2012-07-19 18:11:01 | 映画

ゲンスブールと女たち (Vie Heroique 、2010年、仏・米、122分)

原作・脚本・監督:ジョアン・スファール

エリック・エルモスニーノ(セルジュ・ゲンスブール)、ルーシー・ゴードン(ジェーン・バーキン)、レティシア・カスタ(ブリジット・バルドー)、アナ・ムナリス(ジュリエット・グレコ)、サラ・フォレスティエ(フランス・ギャル)、ダグ・ジョーンズ(ラ・グール(面))

 

歌手、詩人、作曲家、画家、俳優その他、マルチタレントとして、そしてスキャンダラスな言動で世の中を沸かせたセルジュ・ゲンスブール(1928-1991)の、子供の時から、女性遍歴、そして死まで、ドラマとミュージカル調の部分のミックスというかたちで、かなり自由に進めていく。

楽しめる傑作映画である。

スファールという人はゲンスブールのよほどのファンだったのだろう。実をいうとゲンスブールという人のことは知っていても、積極的に曲を聴くでもなく、ワルのイメージが強いが才能はあるくらいの認識しかなく、映画にしてもどちらかといえば娘のシャルロット・ゲンスブールの出た映画の方はいくつか見ているという状態だった。

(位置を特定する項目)
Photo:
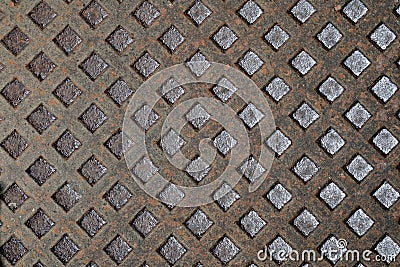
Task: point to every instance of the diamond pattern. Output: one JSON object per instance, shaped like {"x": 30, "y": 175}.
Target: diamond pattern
{"x": 306, "y": 222}
{"x": 332, "y": 245}
{"x": 171, "y": 90}
{"x": 276, "y": 37}
{"x": 382, "y": 36}
{"x": 41, "y": 119}
{"x": 251, "y": 116}
{"x": 42, "y": 14}
{"x": 93, "y": 66}
{"x": 197, "y": 116}
{"x": 251, "y": 62}
{"x": 358, "y": 115}
{"x": 40, "y": 223}
{"x": 252, "y": 223}
{"x": 93, "y": 170}
{"x": 303, "y": 10}
{"x": 198, "y": 169}
{"x": 387, "y": 195}
{"x": 357, "y": 63}
{"x": 225, "y": 250}
{"x": 118, "y": 249}
{"x": 224, "y": 89}
{"x": 171, "y": 195}
{"x": 118, "y": 144}
{"x": 384, "y": 89}
{"x": 67, "y": 92}
{"x": 68, "y": 40}
{"x": 119, "y": 92}
{"x": 279, "y": 196}
{"x": 385, "y": 141}
{"x": 94, "y": 14}
{"x": 331, "y": 89}
{"x": 144, "y": 222}
{"x": 65, "y": 249}
{"x": 146, "y": 14}
{"x": 41, "y": 66}
{"x": 279, "y": 249}
{"x": 332, "y": 142}
{"x": 66, "y": 144}
{"x": 13, "y": 250}
{"x": 329, "y": 36}
{"x": 118, "y": 196}
{"x": 14, "y": 197}
{"x": 359, "y": 168}
{"x": 14, "y": 144}
{"x": 66, "y": 197}
{"x": 252, "y": 169}
{"x": 389, "y": 248}
{"x": 15, "y": 92}
{"x": 226, "y": 196}
{"x": 303, "y": 62}
{"x": 225, "y": 37}
{"x": 172, "y": 38}
{"x": 172, "y": 142}
{"x": 146, "y": 65}
{"x": 93, "y": 117}
{"x": 41, "y": 170}
{"x": 355, "y": 10}
{"x": 198, "y": 64}
{"x": 16, "y": 41}
{"x": 224, "y": 142}
{"x": 305, "y": 115}
{"x": 305, "y": 168}
{"x": 278, "y": 142}
{"x": 120, "y": 39}
{"x": 360, "y": 222}
{"x": 250, "y": 12}
{"x": 332, "y": 195}
{"x": 199, "y": 12}
{"x": 145, "y": 117}
{"x": 144, "y": 169}
{"x": 199, "y": 223}
{"x": 303, "y": 31}
{"x": 172, "y": 251}
{"x": 277, "y": 88}
{"x": 91, "y": 222}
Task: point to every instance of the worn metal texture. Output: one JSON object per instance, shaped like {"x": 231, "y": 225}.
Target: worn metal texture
{"x": 328, "y": 69}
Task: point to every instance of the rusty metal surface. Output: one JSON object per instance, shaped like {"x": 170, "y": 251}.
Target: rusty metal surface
{"x": 329, "y": 71}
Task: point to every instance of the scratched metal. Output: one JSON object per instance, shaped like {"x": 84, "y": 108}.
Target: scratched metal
{"x": 329, "y": 70}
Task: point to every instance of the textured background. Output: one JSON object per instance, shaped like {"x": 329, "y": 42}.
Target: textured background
{"x": 37, "y": 132}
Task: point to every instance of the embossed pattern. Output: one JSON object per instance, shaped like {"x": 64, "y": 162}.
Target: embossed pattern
{"x": 330, "y": 71}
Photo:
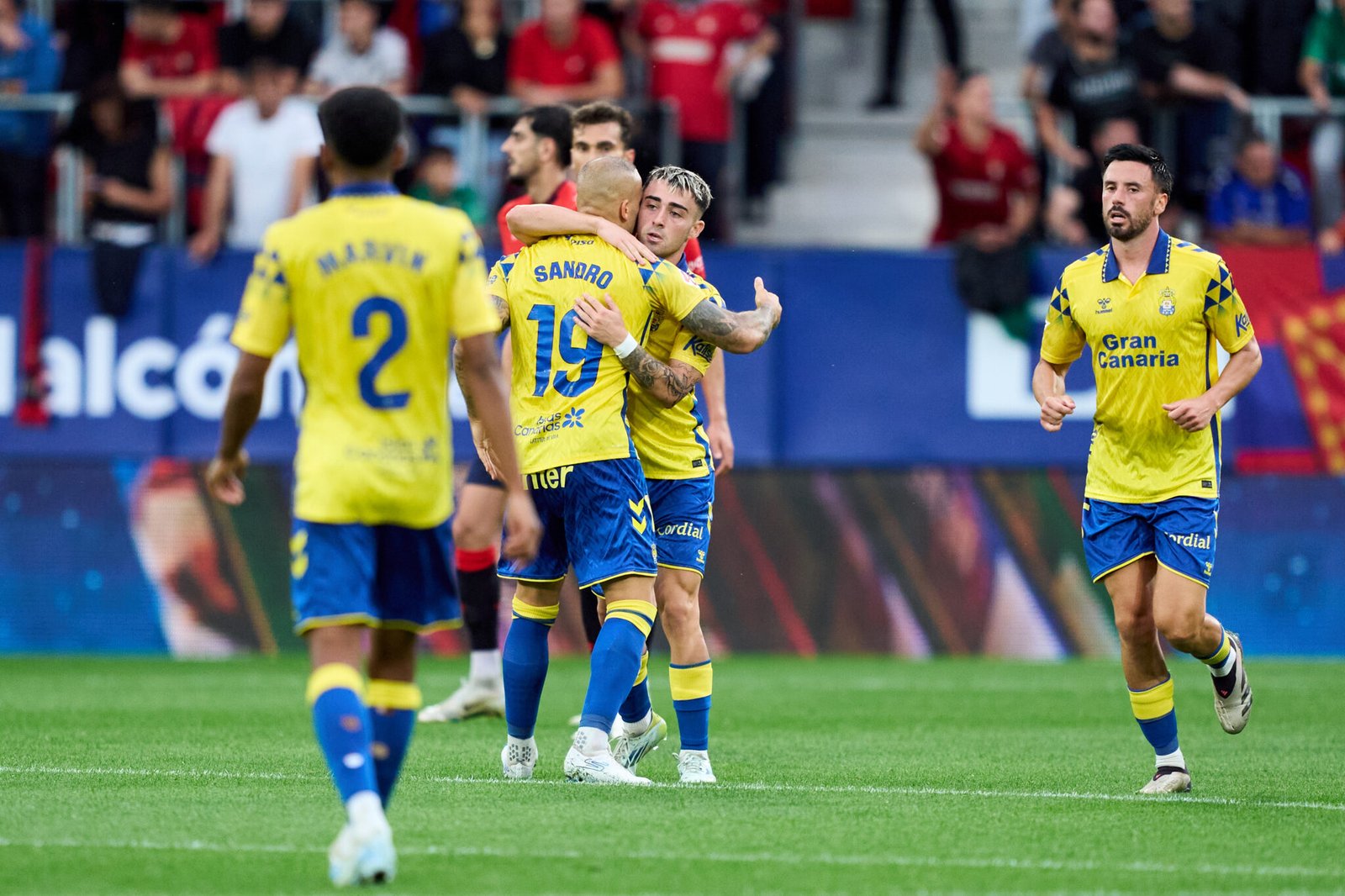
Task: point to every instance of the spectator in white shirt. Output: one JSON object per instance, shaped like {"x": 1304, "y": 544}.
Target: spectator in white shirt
{"x": 264, "y": 151}
{"x": 362, "y": 54}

やること:
A – この映画評でセルジュ・ゲンスブールの肩書きとして並べられている職業を、すべて書き出してください。
B – 一覧から「spectator」という語を含む行をすべて抜き出して示してください。大文字と小文字は区別します。
映画評と一覧は、互いに関係のない別々のものです。

解答:
A – 歌手、詩人、作曲家、画家、俳優

B –
Task: point to every instance of the spectator in white shirt. Output: one JSON object per instance, shaped like {"x": 1304, "y": 544}.
Target: spectator in white shirt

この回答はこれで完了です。